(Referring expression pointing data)
★ ★ ★ ★

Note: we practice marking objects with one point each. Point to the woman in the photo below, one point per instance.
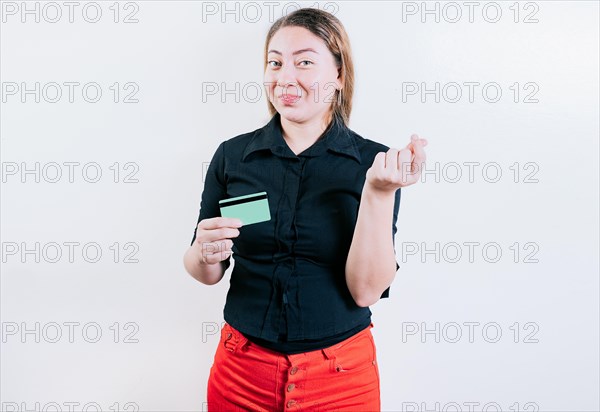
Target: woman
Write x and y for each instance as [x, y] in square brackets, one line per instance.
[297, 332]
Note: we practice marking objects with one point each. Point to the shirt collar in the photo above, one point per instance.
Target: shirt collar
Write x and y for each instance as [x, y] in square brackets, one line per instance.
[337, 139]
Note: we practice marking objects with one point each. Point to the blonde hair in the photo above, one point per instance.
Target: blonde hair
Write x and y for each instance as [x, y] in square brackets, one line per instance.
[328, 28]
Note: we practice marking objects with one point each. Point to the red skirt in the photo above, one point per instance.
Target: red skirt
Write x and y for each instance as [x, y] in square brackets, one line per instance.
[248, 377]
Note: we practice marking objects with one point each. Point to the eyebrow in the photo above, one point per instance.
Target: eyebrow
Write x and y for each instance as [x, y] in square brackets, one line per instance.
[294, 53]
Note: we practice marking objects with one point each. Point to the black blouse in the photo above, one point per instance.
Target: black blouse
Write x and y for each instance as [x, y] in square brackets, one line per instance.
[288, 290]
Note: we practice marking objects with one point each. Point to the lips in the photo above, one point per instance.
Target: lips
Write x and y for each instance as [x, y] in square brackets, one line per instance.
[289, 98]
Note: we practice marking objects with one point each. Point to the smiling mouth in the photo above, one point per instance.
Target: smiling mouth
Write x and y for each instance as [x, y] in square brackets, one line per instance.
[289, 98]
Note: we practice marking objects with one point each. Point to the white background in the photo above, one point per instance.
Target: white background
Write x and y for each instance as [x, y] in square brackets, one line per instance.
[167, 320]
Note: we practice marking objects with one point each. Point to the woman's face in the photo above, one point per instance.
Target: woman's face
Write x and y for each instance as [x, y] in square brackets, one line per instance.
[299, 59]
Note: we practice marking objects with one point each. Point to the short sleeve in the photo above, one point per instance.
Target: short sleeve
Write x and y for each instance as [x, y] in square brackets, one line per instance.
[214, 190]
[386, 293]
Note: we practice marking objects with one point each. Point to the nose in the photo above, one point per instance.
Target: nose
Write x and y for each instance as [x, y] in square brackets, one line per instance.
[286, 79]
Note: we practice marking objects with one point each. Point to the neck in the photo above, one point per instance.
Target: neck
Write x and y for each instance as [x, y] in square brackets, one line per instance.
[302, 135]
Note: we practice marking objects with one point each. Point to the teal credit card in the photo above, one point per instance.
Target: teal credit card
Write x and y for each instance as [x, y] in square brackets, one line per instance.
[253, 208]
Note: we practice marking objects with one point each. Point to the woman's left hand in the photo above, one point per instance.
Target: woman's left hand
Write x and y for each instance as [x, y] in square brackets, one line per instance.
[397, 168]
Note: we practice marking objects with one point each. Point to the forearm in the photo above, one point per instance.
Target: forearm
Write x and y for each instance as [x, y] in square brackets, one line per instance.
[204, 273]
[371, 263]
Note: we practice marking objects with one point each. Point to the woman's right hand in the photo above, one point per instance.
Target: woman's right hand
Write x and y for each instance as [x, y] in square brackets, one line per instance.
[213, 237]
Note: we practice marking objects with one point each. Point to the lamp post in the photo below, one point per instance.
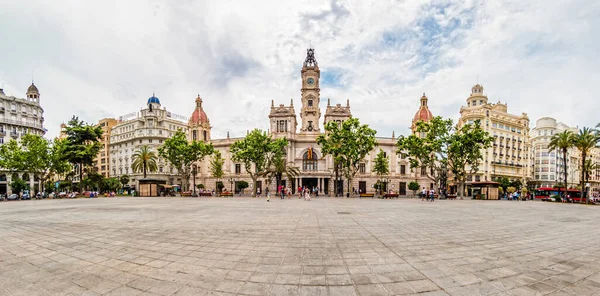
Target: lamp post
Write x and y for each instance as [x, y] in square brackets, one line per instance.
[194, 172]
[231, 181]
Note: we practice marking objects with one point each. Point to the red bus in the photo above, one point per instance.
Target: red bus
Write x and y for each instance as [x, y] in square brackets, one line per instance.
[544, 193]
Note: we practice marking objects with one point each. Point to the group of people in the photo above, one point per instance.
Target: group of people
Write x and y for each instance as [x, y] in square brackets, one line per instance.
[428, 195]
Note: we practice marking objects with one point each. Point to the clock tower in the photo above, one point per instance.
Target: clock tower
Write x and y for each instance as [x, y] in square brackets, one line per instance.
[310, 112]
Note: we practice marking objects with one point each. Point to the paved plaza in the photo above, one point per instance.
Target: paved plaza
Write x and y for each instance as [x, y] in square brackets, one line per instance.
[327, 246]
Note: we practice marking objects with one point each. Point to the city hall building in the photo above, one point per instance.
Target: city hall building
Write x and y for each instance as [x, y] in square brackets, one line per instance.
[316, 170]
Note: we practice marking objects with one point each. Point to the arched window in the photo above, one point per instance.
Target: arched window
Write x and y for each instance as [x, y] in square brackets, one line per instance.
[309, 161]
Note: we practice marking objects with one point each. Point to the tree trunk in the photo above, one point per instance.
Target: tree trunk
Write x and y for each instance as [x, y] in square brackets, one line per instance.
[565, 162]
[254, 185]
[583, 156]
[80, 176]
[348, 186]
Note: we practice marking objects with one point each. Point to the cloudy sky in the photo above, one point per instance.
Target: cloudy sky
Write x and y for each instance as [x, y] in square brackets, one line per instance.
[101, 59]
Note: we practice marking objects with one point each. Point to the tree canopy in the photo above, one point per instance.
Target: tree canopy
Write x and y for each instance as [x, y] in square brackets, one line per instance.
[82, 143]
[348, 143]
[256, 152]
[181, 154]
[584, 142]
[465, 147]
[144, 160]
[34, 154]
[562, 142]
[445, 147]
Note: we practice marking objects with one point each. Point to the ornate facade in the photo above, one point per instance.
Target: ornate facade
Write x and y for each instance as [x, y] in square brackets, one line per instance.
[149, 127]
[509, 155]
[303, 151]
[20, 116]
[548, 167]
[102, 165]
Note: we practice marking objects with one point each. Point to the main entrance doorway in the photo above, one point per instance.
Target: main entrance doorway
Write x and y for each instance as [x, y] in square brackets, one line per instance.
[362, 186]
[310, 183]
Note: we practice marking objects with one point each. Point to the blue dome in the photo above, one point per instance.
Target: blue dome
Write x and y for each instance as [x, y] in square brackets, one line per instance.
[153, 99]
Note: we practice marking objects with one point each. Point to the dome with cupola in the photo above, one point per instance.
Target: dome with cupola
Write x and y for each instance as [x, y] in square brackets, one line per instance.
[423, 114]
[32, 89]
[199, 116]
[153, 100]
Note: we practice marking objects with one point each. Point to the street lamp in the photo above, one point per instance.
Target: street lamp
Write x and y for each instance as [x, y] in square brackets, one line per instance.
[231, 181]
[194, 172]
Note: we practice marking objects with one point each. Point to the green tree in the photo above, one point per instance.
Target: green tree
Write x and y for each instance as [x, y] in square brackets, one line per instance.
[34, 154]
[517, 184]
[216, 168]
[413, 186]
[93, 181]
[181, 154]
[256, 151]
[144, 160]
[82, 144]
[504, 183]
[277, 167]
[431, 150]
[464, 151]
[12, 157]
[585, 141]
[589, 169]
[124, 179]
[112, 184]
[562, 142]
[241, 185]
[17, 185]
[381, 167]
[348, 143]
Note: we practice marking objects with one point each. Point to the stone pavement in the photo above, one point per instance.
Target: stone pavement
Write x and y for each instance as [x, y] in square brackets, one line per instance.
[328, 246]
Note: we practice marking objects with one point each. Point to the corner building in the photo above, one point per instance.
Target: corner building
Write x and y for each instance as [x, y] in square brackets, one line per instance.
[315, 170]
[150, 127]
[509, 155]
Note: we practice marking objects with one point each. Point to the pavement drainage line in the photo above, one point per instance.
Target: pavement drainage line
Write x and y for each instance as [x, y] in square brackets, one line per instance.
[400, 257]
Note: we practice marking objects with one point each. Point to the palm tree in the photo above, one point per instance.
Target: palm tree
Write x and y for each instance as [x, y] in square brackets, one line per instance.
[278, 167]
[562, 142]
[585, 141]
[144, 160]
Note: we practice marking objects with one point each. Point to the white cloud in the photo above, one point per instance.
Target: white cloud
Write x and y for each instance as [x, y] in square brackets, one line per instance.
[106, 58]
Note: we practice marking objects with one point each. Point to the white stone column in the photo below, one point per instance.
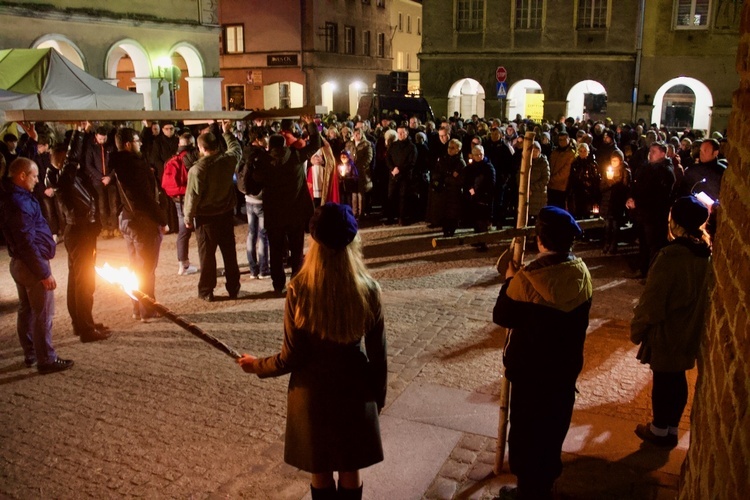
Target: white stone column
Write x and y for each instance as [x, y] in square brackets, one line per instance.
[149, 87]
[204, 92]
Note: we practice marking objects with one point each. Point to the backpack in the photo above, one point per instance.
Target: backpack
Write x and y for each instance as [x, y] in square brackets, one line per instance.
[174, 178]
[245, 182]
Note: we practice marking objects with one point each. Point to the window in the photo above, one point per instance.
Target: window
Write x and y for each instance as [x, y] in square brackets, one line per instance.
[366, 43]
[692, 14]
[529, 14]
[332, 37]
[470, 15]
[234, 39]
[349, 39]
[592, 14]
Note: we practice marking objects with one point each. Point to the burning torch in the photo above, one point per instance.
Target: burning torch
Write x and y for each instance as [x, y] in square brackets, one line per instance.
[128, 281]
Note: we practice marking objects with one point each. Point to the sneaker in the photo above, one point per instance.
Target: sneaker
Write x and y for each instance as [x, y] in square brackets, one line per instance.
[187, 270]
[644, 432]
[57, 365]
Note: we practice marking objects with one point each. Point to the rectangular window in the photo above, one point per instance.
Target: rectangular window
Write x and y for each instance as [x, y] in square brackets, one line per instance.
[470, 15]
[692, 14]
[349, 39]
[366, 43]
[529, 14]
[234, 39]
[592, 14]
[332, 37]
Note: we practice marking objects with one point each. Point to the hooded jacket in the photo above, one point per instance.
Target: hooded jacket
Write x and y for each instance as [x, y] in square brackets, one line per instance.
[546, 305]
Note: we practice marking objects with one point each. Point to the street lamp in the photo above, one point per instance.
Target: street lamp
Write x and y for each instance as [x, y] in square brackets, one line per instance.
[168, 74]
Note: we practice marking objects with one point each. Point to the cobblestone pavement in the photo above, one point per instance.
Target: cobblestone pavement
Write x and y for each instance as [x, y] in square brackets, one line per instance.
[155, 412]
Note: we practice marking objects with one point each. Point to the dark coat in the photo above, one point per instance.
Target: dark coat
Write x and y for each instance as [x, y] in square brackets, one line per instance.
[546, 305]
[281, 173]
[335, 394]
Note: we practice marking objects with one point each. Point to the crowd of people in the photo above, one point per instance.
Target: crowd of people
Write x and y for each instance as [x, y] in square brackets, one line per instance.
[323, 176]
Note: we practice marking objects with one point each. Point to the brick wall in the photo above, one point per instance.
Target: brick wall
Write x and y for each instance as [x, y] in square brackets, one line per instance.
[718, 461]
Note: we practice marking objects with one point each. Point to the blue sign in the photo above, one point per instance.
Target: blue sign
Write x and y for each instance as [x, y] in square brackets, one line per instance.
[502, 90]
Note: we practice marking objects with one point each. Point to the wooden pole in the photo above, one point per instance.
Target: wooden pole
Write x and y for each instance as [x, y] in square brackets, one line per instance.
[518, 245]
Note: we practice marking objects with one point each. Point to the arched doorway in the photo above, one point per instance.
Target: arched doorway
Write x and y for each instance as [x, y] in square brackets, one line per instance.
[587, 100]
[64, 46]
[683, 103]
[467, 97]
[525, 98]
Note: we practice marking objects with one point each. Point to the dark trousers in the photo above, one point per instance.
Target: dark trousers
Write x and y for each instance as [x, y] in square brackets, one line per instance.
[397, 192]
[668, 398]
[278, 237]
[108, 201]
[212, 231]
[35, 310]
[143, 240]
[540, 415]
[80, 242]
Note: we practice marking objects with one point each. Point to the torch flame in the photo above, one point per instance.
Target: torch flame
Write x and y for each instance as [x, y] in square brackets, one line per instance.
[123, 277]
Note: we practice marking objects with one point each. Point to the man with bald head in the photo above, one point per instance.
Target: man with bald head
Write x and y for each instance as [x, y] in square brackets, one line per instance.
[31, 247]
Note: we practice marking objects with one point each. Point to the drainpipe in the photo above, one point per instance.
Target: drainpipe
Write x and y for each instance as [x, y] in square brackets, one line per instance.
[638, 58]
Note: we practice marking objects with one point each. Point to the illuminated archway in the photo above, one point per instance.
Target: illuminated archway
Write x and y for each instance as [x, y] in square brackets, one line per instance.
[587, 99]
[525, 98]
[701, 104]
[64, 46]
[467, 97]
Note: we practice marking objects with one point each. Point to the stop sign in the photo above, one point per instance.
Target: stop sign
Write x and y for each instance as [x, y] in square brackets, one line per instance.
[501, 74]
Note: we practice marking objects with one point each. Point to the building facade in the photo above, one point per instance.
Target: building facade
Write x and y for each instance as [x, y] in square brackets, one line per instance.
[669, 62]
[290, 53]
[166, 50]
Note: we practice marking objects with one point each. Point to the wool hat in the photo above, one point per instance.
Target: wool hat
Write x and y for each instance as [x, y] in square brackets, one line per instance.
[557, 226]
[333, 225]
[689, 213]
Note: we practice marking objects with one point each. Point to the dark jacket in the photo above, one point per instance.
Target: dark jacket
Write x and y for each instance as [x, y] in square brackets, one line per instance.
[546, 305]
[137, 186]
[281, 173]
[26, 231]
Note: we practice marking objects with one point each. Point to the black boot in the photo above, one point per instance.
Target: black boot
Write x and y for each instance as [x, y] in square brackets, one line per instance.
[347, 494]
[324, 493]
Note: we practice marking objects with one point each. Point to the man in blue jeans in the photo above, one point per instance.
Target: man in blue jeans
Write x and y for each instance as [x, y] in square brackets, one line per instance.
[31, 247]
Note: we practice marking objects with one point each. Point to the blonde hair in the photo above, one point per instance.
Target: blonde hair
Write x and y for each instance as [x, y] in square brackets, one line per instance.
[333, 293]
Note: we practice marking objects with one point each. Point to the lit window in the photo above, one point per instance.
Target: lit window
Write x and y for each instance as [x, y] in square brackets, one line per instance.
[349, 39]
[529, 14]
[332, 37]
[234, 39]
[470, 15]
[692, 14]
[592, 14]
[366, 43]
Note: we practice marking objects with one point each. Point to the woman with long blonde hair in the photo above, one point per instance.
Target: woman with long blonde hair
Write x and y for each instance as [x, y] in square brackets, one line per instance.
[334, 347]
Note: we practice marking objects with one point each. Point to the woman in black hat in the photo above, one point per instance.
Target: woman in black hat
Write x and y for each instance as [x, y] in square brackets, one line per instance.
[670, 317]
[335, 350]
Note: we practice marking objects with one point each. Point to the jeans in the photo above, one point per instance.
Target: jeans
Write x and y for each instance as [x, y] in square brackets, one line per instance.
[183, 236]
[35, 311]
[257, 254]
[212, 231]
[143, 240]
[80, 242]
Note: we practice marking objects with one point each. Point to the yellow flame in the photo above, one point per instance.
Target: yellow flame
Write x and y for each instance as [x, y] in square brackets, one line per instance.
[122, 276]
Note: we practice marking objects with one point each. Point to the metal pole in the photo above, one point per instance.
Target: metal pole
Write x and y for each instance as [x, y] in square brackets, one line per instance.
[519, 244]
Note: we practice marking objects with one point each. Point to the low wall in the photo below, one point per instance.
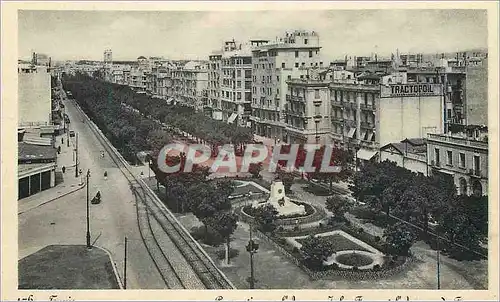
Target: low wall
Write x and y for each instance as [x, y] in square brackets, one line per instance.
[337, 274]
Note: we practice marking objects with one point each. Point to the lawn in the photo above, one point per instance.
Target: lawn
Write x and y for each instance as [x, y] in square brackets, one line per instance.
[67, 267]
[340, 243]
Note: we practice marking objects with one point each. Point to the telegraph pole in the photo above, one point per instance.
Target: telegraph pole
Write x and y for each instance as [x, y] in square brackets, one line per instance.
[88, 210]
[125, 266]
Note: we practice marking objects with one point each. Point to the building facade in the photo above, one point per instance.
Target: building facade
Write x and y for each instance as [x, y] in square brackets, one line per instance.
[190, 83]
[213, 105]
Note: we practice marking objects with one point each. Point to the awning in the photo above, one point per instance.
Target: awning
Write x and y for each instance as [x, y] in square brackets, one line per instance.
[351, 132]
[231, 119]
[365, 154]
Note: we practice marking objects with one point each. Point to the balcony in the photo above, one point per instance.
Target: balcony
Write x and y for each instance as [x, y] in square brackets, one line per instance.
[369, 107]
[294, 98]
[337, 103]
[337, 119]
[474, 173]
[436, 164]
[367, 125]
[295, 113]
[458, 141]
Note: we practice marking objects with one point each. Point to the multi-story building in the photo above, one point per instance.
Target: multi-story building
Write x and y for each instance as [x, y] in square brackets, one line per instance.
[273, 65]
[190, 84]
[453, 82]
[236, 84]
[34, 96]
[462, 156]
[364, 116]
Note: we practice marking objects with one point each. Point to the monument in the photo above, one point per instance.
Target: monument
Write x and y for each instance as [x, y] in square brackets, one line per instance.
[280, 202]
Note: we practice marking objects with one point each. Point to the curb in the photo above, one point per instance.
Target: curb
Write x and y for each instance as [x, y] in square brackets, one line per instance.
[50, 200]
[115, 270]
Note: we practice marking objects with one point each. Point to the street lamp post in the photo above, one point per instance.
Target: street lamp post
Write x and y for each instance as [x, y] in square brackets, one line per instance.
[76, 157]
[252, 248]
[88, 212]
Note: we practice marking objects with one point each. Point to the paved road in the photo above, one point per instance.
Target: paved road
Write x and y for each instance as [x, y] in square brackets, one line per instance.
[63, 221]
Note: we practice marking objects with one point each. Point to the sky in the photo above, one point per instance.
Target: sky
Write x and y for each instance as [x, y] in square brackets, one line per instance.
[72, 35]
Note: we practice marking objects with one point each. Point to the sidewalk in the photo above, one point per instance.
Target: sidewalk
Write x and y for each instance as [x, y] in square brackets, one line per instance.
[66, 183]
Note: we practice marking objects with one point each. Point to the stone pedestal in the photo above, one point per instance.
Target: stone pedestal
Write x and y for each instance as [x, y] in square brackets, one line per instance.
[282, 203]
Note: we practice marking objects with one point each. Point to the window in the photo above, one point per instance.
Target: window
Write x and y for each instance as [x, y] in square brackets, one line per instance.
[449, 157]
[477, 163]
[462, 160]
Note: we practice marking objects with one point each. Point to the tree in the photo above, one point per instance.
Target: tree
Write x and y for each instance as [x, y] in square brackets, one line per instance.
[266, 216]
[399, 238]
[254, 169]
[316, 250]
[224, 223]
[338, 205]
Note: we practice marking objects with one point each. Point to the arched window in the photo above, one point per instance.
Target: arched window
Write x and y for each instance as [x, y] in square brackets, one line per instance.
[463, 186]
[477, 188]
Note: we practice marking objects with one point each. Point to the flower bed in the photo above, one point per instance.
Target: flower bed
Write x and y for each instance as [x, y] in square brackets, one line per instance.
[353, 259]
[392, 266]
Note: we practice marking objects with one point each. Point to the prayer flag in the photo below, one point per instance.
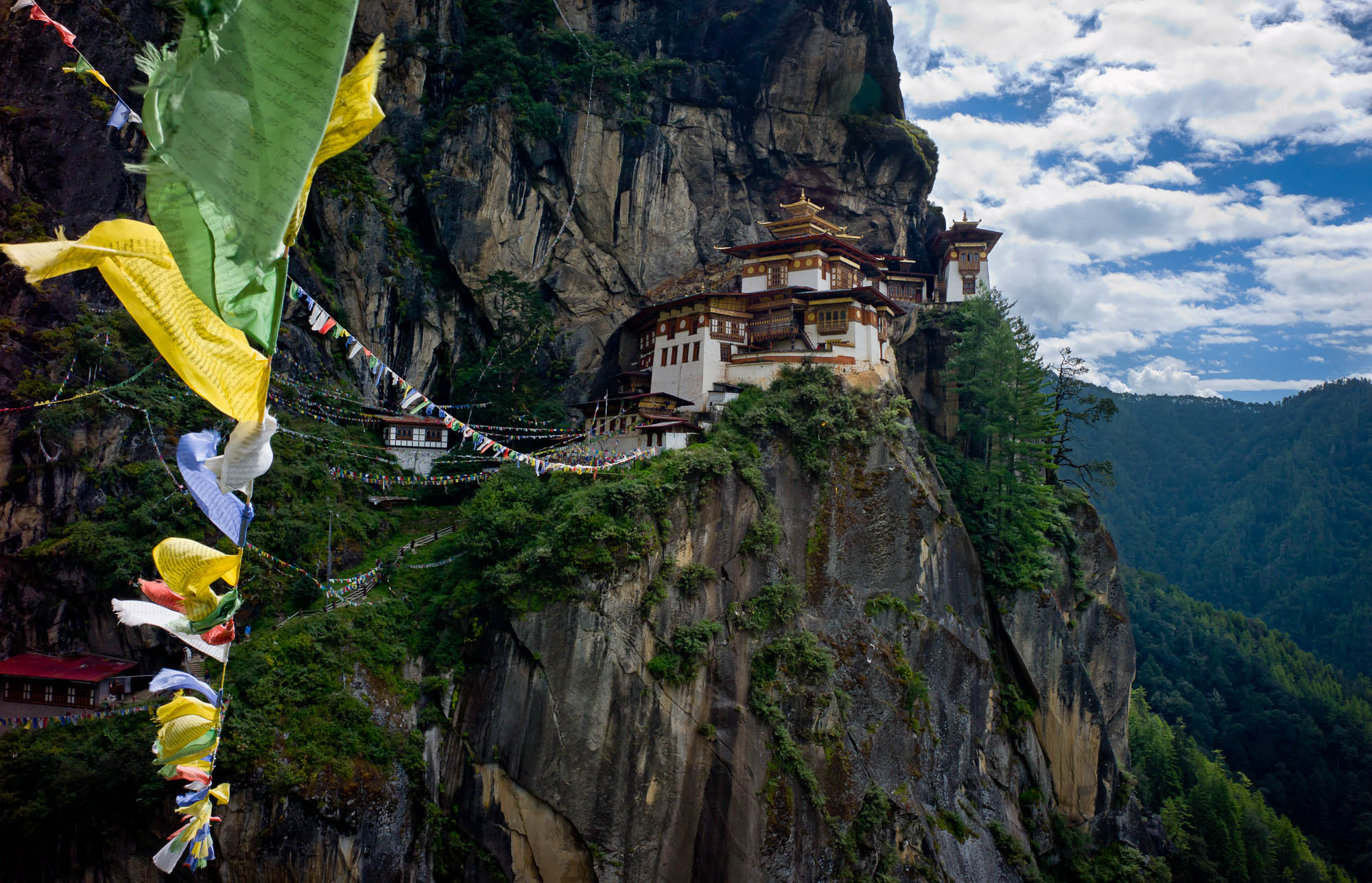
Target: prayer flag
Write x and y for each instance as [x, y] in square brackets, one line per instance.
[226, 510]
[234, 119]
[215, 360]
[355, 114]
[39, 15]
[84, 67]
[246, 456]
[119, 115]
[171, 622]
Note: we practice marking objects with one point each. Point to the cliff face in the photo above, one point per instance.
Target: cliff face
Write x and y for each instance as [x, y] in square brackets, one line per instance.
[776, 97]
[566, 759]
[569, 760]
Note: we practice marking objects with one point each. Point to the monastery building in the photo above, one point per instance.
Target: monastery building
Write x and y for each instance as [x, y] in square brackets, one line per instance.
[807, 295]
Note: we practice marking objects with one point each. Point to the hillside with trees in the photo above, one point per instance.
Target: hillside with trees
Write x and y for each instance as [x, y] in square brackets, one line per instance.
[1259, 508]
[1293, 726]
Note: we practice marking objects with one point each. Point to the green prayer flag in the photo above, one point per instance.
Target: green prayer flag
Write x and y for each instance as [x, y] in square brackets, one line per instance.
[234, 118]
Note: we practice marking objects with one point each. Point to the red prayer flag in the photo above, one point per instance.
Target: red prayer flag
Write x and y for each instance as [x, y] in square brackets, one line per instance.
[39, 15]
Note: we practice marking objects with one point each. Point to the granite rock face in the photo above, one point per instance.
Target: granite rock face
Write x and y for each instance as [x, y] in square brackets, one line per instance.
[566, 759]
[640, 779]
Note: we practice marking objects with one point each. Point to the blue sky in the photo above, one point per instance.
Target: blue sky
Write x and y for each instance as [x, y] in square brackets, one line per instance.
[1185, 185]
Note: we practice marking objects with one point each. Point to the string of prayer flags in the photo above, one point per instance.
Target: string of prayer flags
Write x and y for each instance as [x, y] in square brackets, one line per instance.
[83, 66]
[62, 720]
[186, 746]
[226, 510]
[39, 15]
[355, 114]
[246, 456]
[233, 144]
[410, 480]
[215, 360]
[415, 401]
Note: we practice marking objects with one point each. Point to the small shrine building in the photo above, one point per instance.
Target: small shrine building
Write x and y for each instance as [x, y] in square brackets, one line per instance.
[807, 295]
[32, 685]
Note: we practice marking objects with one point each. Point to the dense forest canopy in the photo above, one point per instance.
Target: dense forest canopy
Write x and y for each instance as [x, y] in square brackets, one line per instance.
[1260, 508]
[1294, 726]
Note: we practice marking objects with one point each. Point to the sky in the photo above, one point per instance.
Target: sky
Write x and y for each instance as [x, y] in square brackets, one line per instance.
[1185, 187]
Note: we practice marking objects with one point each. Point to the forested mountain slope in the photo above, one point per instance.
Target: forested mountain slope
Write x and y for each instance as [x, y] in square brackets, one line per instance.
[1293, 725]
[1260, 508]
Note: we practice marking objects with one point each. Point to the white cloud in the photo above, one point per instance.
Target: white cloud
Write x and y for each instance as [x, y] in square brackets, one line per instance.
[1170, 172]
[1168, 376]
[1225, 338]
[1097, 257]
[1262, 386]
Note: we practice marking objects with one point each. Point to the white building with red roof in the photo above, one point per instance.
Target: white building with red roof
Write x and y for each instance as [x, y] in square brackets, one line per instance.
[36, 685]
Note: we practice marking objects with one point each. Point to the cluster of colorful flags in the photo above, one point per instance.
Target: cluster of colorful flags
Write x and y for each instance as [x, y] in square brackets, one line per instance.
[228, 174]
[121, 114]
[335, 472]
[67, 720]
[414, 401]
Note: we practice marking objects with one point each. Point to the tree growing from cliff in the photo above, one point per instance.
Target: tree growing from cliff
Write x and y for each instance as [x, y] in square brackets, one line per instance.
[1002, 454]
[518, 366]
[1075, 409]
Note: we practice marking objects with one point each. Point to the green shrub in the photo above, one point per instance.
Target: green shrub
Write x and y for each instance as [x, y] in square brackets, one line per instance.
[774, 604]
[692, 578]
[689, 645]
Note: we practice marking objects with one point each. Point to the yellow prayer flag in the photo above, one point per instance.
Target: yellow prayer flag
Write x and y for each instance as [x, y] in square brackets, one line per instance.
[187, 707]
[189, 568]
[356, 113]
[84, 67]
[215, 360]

★ ★ ★ ★

### EXERCISE INSTRUCTIONS
With the first line being the one containing "to the awning" and the last line the one containing "Target: balcony", transcribe exactly the lines above that fall in that range.

### PROBLEM SOLUTION
Note: we practice marking objects with one point each. Point to the awning in the photo above, one point per instance.
Target: awning
Write x and y for each instance as [x, y] in square brackets, one line per instance.
[351, 132]
[231, 119]
[365, 154]
Note: we practice marking objects with one point each. Point to the balcony in the photo above, one point per instance.
Target: balcony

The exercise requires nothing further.